TASK: Transcribe every line of text in the records below verbatim, leaving out the pictures.

MATERIAL FOR THE TASK:

******

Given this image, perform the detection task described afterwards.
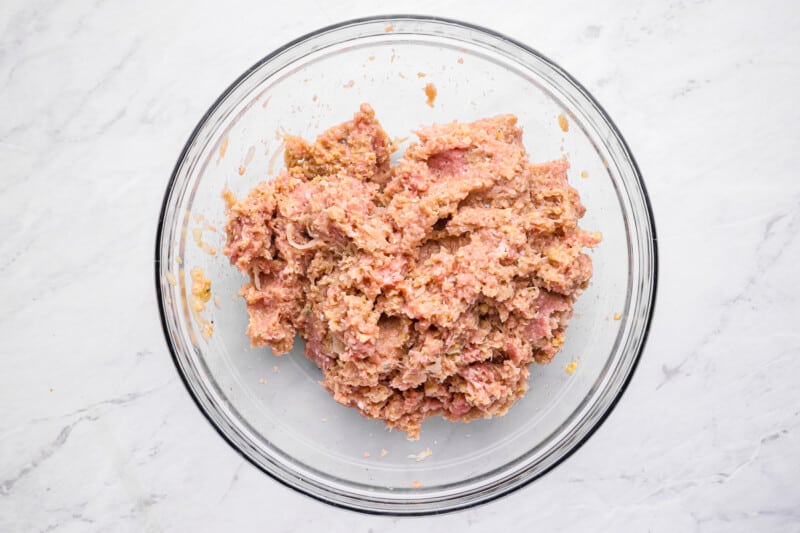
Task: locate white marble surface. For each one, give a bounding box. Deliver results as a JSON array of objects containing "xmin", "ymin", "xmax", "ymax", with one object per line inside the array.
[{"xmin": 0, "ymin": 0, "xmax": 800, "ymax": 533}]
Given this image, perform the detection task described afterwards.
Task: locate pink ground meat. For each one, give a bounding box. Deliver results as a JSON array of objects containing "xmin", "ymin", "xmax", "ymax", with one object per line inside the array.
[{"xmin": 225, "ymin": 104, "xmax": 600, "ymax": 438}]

******

FINAL ANSWER:
Given this image, perform the detection task described afterwards.
Task: locate white marble surface. For each one, give a bounding box. Deliver results as a JSON array of objects containing "xmin", "ymin", "xmax", "ymax", with one object per line inside the array.
[{"xmin": 0, "ymin": 0, "xmax": 800, "ymax": 533}]
Given this image, perform the detection task described afterwards.
Task: locate pink ground meat. For each one, give a bounding box. Deliver results as a JSON array of objects containing "xmin", "ymin", "xmax", "ymax", with one object per line inside the array.
[{"xmin": 225, "ymin": 104, "xmax": 600, "ymax": 438}]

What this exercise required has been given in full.